GIVEN TEXT:
====

During NYC’s lockdown, Cronin also took a gorilla cart filled with weights and equipment to local parks to continue his training. In August 2020, Cronin and Sokina moved into a 2-bedroom Battery Park City apartment. One bedroom and bathroom were converted into a private gym and locker room for their local clients.
In 2021, Cronin and Sokina closed their respective locations and created NYLO Fitness.
The Focus Is Back On Health
NYLO differs from most fitness studios in the industry because it focuses on integrating every aspect of health: biologically, psychologically, and socially, in addition to partnering up with several local regenerative farms. NYLO looks at the theory of how physical health encompasses human relationships with the physical world, how we move through it, eat pieces of it, and what we’re in contact with. Psychological health focuses on our relationships with ourselves, understanding our needs, and designing a lifestyle that meets them. Social health focuses on our relationships with others and facilitating relationships with our clients, suppliers, farmers, and other vital components, based on mutual benefit, respect, and ecological integrity.
Advice to Novices Hoping To Break Into The Fitness Industry
Sokina and Cronin use their separate private training floor to build an intimate relationship with and understand each client. Clients mindfully practice new movements, dig deep into their relationship to food, and discuss their health away from the eyes and ears of stray (possibly judgmental) gym members. Each lifestyle design is bespoke, as each client has their context and aspirations. We use regenerative natural and science-based approaches to physical, mental, and social health.
For anyone looking to break into the fitness industry and change the stereotypical norm, Sokina and Cronin offer three pieces of advice. The first? “People are the point.” Most jobs will be automated eventually, as training is with the move to apps and digital. Focus on developing your emotional intelligence and connecting to your clients. They are the ones who matter.
Their second tidbit of wisdom: looking and feeling good are side effects of being physically, mentally, and socially healthy.” Focus on building health and resilience in mind and body, not on punishing bad behavior. Everything else follows. Lastly, they believe that following the rabbit holes will help you learn as much as possible. Your interests will change over time, and that will only add to the breadth of your knowledge. The range is the quality that allows you to connect disparate findings across disciplines.
NYLO’s Future
Within the next five years, the two hope to see multiple NYLO locations throughout Manhattan. As our world continues to feel the effects of the climate crisis, it’s apparent that an approach to health must include the planet’s health. NYLO partners with regenerative farms and uses sustainable products to promote the biosphere’s health, all life on earth, including ours. They believe that what is good for you and good for the planet are the same things. Natural systems are inherently regenerative and beneficial.
COVID has helped accelerate the collapse of the personal training industry. Fitness apps are becoming popular with lower price points. Within ten years, they plan to expand NYLO to urban areas across America. High-quality personal trainers will be expected to provide a more luxurious experience to discerning clients who recognize the value of their trainers. NYLO will offer education and certifications to independent trainers to use the facility. They will teach trainers their methodology, philosophy, and the fundamentals of running a personal training business, which they will be free to continue operating out of the facility.

====

GIVEN DATA:
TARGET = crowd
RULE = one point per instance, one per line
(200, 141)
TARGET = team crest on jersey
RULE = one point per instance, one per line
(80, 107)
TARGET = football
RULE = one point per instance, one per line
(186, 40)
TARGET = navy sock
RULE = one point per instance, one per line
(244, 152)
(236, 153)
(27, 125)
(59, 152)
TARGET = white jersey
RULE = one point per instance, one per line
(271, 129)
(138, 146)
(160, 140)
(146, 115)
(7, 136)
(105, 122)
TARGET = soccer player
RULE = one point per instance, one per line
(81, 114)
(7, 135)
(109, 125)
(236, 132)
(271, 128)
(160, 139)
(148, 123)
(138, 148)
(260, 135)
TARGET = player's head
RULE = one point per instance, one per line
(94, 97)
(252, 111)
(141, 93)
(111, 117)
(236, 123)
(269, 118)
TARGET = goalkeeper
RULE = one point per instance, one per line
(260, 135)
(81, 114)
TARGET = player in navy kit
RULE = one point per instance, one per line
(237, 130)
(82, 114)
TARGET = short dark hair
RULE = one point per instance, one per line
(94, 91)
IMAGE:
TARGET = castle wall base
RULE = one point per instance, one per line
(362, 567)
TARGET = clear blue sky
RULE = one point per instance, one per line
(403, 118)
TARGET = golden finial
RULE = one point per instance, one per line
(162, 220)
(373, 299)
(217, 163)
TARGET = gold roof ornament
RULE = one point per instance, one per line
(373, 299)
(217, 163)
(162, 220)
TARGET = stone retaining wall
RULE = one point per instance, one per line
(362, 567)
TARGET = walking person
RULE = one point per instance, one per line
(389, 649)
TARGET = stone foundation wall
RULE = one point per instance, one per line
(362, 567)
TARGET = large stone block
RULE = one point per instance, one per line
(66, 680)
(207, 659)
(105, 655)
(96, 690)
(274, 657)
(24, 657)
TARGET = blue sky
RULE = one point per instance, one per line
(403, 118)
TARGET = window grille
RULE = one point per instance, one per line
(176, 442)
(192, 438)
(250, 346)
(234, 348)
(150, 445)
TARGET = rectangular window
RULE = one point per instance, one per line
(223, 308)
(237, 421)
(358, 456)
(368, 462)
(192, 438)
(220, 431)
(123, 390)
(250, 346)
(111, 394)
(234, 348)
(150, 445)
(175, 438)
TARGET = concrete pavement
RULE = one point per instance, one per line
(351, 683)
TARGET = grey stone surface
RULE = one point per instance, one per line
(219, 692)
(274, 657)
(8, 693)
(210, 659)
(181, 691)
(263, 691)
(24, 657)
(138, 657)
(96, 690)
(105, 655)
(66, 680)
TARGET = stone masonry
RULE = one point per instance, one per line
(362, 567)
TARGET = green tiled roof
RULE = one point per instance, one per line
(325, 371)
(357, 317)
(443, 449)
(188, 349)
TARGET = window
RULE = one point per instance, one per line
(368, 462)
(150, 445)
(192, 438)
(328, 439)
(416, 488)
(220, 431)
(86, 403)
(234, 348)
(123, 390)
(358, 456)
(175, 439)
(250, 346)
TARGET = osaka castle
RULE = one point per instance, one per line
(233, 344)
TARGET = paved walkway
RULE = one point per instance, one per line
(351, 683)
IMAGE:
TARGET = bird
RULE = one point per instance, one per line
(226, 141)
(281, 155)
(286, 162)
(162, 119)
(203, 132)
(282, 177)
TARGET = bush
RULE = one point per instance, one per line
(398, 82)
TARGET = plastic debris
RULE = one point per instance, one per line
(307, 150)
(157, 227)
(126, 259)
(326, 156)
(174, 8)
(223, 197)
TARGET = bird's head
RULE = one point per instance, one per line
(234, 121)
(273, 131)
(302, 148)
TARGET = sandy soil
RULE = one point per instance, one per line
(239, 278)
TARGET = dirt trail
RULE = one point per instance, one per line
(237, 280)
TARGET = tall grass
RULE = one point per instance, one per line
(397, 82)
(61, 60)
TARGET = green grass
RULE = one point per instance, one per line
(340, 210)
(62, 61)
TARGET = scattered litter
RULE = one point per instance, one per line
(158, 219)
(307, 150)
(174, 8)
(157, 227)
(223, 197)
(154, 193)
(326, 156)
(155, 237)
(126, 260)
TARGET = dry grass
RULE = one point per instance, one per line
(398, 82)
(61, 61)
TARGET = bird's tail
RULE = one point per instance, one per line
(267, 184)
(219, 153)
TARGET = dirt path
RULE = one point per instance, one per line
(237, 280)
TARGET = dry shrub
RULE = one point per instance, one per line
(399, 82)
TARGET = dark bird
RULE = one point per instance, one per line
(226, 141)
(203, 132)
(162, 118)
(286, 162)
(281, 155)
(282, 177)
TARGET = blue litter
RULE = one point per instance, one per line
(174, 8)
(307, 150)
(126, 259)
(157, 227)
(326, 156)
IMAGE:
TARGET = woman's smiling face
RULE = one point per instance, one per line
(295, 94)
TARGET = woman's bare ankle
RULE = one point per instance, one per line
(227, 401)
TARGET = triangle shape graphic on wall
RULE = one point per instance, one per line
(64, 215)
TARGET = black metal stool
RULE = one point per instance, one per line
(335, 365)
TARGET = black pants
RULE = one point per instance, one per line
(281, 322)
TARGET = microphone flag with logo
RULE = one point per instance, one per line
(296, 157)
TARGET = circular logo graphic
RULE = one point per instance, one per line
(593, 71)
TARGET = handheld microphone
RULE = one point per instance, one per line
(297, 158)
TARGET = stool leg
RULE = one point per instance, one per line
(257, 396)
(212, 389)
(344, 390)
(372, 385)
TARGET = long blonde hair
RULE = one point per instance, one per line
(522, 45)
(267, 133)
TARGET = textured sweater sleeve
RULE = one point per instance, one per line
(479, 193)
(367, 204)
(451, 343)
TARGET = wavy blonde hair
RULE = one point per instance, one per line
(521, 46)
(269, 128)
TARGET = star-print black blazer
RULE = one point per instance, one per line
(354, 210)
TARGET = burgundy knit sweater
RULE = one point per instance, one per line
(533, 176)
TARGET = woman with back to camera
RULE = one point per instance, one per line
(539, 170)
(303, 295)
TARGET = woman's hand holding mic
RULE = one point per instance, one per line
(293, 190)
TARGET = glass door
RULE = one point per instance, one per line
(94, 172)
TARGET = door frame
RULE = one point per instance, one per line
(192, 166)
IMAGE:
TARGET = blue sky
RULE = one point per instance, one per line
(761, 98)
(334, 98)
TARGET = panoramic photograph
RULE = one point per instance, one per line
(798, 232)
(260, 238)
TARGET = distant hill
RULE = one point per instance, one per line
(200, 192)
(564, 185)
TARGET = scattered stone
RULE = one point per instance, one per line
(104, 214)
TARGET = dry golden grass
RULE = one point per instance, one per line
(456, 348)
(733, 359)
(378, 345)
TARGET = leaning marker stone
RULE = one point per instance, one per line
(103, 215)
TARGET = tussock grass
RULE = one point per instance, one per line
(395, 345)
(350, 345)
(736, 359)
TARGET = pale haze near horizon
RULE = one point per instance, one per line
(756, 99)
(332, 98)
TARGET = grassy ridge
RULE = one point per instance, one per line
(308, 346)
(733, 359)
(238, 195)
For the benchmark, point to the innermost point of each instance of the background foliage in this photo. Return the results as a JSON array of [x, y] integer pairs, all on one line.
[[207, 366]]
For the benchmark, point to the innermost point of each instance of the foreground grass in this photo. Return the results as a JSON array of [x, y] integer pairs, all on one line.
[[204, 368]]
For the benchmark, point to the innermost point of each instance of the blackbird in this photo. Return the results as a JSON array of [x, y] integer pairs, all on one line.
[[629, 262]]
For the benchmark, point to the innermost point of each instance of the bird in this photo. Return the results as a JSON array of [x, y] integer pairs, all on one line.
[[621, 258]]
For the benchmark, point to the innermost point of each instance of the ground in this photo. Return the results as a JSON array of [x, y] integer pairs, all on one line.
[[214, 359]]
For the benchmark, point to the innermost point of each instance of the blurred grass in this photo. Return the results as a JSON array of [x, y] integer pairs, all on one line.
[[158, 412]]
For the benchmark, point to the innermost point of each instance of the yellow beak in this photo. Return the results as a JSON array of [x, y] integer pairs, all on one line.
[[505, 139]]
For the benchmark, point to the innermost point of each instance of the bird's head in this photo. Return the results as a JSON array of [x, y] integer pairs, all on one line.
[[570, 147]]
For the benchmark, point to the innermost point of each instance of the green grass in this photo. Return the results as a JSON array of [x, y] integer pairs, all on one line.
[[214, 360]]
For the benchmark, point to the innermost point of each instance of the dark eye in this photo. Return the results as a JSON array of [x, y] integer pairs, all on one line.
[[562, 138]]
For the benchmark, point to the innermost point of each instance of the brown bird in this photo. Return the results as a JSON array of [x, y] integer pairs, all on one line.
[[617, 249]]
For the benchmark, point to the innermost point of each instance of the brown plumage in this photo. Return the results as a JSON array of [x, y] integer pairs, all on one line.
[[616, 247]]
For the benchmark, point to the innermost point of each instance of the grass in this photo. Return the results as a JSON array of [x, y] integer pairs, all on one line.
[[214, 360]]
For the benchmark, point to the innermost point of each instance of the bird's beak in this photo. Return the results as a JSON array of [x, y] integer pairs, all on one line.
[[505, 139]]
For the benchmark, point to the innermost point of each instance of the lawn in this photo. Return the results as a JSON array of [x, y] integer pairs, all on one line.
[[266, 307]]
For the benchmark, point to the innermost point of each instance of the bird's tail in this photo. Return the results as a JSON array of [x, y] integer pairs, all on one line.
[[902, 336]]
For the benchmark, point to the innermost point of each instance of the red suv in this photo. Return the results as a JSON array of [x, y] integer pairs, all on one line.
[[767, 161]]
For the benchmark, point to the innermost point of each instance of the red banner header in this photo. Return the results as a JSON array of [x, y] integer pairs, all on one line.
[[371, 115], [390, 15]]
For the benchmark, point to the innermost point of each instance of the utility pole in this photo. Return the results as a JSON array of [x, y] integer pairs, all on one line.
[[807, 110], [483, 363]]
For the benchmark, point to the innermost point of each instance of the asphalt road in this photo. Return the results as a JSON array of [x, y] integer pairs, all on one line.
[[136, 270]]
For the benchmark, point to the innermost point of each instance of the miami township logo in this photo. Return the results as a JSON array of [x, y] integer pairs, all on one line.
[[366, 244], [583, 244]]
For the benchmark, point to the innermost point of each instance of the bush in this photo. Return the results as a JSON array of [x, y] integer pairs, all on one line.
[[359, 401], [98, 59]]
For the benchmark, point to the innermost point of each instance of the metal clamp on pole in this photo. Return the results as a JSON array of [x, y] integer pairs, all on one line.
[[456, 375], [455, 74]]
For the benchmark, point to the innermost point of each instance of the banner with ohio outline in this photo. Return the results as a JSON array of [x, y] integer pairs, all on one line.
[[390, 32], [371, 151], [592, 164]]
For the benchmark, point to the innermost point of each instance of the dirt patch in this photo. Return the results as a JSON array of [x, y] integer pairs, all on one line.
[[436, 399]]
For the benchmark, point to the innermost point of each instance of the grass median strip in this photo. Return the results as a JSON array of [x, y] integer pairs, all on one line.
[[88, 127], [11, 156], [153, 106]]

====

WORK TASK 1:
Within the next five years, where do the two hope to see multiple NYLO locations, according to the NYLO text?
WORK TASK 2:
Decide whether each statement agrees with the NYLO text. Answer yes or no, and quote the deciding words. (a) In August 2020, Cronin and Sokina moved into a 2-bedroom apartment in Battery Park City. (b) Cronin and Sokina created NYLO Fitness in 2019. (c) Sokina and Cronin offer five pieces of advice to those breaking into the fitness industry.
WORK TASK 3:
Repeat the part of the NYLO text between "COVID has helped" and "of the facility.", inclusive.

ANSWER SPACE 1:
Throughout Manhattan.

ANSWER SPACE 2:
(a) Yes: "In August 2020, Cronin and Sokina moved into a 2-bedroom Battery Park City apartment."
(b) No: "In 2021, Cronin and Sokina closed their respective locations and created NYLO Fitness."
(c) No: "Sokina and Cronin offer three pieces of advice."

ANSWER SPACE 3:
COVID has helped accelerate the collapse of the personal training industry. Fitness apps are becoming popular with lower price points. Within ten years, they plan to expand NYLO to urban areas across America. High-quality personal trainers will be expected to provide a more luxurious experience to discerning clients who recognize the value of their trainers. NYLO will offer education and certifications to independent trainers to use the facility. They will teach trainers their methodology, philosophy, and the fundamentals of running a personal training business, which they will be free to continue operating out of the facility.